Region labeling entries:

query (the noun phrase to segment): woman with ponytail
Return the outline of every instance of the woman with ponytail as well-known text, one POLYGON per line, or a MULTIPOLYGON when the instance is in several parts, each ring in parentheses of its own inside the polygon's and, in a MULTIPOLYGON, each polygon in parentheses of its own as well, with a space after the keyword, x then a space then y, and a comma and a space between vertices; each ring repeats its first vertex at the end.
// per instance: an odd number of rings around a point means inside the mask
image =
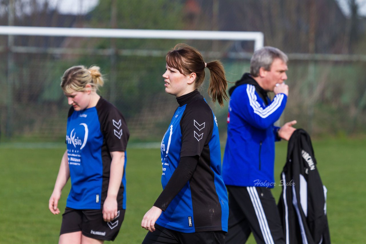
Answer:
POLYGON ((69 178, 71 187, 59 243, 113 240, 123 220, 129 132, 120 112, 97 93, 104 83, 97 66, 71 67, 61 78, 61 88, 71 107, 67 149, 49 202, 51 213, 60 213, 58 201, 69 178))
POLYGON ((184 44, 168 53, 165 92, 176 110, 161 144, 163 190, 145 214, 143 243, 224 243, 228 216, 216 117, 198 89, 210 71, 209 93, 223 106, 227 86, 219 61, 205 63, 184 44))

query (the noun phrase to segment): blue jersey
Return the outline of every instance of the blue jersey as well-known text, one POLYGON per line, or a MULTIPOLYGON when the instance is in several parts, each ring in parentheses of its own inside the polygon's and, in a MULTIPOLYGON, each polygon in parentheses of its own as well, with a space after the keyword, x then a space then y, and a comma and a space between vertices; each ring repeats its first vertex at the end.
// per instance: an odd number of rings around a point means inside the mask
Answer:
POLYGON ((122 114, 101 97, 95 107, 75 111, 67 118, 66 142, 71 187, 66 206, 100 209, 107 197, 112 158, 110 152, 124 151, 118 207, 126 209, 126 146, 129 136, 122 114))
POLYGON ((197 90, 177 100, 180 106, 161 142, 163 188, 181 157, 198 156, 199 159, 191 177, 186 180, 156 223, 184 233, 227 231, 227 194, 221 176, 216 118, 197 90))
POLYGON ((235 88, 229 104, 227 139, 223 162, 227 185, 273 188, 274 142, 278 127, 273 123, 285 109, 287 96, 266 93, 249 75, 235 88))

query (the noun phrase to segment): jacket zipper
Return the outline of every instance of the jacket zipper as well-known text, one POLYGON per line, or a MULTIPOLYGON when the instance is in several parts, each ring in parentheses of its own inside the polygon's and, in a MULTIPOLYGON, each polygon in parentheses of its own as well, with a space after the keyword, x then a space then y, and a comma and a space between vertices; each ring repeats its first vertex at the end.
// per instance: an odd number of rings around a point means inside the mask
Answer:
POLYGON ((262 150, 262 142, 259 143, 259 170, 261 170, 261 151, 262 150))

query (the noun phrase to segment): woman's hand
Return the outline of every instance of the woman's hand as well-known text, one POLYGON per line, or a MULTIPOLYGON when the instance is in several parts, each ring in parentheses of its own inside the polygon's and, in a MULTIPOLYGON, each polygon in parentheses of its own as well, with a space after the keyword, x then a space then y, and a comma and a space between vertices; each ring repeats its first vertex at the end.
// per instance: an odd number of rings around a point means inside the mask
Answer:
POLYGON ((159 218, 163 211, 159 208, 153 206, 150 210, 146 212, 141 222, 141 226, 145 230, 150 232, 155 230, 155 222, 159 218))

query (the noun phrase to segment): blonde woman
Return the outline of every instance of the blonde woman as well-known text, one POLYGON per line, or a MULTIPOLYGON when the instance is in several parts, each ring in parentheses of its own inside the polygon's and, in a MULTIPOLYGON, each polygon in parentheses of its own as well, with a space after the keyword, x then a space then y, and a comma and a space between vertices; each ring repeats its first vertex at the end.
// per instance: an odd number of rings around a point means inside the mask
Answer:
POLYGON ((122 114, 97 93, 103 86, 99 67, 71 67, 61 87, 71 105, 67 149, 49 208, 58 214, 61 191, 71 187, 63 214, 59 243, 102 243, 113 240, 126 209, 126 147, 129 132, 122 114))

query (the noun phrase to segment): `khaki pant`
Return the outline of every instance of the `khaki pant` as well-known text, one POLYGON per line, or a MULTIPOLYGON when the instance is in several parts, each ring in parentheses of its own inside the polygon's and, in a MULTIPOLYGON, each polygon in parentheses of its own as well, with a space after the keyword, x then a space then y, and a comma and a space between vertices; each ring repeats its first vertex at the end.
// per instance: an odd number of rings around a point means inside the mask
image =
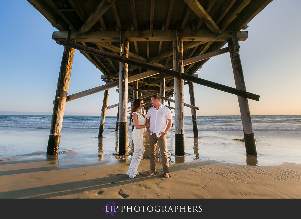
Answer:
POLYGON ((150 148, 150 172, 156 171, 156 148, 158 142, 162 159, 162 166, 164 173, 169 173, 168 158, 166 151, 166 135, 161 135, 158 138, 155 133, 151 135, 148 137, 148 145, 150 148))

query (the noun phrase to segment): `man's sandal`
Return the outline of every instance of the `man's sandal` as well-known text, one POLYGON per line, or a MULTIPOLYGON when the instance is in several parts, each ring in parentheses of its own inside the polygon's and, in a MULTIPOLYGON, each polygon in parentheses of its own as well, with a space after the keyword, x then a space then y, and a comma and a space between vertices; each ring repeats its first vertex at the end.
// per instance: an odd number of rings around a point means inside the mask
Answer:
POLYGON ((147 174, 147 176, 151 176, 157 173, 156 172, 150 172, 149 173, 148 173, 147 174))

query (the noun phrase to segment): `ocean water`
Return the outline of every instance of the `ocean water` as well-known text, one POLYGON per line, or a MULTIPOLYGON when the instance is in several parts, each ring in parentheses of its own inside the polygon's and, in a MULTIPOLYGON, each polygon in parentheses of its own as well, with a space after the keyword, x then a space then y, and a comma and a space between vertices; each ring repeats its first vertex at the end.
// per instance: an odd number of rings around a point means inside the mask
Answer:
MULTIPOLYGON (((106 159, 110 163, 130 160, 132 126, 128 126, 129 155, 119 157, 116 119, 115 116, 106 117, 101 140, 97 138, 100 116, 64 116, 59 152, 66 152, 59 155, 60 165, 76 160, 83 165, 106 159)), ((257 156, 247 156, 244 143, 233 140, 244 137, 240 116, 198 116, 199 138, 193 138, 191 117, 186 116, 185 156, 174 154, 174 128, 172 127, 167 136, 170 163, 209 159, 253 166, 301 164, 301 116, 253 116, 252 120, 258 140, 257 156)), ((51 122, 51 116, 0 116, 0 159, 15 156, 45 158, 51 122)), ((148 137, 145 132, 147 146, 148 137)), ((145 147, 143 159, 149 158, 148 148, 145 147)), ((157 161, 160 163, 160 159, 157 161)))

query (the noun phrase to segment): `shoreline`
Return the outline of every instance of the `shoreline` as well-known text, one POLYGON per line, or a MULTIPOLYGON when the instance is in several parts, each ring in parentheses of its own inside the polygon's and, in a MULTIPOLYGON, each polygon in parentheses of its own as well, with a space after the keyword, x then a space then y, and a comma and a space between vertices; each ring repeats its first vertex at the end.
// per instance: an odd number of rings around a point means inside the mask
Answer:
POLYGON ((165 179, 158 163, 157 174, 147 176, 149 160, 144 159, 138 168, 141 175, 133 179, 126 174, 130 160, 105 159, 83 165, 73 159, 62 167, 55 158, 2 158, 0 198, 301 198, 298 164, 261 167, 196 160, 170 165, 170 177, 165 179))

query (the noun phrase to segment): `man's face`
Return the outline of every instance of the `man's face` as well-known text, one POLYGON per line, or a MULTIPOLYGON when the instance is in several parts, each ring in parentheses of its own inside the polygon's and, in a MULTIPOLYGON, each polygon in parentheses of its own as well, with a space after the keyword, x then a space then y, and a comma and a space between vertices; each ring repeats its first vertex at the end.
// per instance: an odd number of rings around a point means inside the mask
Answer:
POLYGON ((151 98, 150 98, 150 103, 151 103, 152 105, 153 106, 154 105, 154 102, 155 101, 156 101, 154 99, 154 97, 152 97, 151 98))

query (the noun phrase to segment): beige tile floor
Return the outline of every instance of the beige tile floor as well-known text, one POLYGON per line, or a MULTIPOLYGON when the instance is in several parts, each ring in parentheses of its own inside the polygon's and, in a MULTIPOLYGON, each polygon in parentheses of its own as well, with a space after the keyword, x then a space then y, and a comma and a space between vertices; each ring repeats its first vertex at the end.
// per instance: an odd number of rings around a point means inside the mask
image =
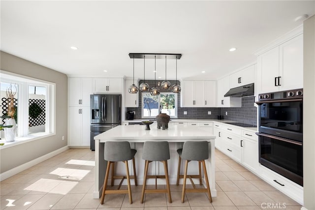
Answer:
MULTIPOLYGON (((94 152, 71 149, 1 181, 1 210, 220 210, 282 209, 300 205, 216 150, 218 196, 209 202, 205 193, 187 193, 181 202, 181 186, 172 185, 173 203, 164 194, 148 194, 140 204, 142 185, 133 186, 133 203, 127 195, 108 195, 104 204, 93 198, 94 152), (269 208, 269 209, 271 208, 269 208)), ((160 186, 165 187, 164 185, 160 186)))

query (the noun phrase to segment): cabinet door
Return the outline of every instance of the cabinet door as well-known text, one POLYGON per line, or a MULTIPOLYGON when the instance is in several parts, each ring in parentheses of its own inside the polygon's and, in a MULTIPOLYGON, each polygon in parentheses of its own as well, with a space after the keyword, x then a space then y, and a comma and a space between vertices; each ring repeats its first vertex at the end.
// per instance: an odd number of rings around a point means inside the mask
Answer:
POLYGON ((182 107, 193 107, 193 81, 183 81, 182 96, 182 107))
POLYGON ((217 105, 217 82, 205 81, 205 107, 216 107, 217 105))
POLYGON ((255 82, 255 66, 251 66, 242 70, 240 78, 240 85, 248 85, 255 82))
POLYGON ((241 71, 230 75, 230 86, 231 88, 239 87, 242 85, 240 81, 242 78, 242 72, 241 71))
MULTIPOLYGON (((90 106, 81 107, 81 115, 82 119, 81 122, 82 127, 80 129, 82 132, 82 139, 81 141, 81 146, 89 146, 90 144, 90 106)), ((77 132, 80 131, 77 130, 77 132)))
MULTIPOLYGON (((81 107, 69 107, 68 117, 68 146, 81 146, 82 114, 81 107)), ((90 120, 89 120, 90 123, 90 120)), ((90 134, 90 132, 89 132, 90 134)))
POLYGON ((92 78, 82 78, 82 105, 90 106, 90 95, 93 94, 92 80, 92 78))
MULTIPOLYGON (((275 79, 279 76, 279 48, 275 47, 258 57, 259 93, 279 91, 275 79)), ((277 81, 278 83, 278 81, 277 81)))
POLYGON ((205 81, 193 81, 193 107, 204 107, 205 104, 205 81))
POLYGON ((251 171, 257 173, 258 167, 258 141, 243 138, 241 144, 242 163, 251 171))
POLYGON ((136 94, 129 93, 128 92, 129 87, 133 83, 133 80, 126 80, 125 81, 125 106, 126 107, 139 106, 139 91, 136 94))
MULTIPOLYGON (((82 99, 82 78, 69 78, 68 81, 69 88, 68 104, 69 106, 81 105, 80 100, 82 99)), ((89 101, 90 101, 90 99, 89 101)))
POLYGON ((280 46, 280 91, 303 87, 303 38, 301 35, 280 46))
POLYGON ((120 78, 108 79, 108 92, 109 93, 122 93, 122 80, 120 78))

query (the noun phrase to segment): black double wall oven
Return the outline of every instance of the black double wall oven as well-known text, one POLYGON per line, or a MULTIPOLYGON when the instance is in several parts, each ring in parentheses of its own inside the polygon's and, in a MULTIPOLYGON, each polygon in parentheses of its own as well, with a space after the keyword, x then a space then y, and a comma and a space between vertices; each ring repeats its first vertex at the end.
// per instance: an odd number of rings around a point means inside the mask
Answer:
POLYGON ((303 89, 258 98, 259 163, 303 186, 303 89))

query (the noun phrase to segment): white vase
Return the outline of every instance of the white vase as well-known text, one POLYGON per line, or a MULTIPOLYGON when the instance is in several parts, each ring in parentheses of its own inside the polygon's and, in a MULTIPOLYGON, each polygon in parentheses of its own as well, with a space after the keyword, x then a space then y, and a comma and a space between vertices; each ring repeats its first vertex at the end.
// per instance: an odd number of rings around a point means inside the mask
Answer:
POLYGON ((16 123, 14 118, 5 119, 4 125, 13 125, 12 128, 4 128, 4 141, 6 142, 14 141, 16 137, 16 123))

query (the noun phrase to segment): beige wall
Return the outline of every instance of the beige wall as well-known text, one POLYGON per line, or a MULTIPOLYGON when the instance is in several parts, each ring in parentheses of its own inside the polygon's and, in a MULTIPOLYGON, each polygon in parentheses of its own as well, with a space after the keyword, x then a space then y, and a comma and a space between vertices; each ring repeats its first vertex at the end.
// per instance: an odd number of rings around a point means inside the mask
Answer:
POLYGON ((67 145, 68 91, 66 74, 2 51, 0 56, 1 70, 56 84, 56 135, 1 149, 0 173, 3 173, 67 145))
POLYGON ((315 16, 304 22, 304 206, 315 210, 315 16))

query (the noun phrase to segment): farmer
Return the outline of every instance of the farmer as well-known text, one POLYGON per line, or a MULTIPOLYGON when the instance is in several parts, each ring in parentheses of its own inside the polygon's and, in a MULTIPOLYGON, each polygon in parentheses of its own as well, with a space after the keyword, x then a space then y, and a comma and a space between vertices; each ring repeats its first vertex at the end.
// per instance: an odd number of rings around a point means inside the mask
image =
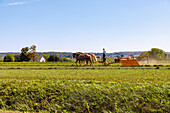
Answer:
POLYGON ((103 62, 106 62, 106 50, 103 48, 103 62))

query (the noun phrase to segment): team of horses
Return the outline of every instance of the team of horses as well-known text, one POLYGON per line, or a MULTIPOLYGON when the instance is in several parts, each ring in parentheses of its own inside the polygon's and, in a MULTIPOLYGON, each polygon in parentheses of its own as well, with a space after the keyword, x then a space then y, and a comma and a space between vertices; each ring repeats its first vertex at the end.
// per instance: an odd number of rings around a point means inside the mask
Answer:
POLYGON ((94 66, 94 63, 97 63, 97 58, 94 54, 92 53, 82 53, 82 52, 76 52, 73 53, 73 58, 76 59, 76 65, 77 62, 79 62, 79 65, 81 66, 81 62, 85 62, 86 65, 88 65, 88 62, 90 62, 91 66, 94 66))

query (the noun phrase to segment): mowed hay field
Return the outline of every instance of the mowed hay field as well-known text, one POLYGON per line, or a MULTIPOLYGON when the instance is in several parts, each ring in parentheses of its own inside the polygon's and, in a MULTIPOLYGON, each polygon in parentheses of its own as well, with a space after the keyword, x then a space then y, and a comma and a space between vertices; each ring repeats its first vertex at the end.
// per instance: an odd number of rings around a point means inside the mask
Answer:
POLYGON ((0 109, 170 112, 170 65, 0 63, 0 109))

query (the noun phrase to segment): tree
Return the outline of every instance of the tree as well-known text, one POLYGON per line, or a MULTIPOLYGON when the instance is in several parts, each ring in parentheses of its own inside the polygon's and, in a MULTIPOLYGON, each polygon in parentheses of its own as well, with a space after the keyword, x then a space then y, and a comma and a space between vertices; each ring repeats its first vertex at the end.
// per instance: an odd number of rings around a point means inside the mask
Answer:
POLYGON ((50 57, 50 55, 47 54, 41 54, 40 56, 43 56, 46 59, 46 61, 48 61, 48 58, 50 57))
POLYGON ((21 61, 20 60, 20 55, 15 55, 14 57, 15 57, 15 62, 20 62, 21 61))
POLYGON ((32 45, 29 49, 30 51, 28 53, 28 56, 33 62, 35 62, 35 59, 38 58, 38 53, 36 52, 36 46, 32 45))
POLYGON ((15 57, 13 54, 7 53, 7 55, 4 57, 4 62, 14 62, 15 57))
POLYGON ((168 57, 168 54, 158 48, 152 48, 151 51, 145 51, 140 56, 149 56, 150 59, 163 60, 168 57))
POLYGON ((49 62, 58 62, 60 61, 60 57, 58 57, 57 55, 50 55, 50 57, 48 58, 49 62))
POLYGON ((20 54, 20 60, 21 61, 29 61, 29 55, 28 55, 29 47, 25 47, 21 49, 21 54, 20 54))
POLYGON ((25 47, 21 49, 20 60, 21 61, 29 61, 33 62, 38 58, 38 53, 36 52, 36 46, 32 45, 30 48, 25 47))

- TASK BRIEF
Count the lines in the material above that contain the string "cabinet". Reply with the number alone.

- THE COMPLETED TASK
2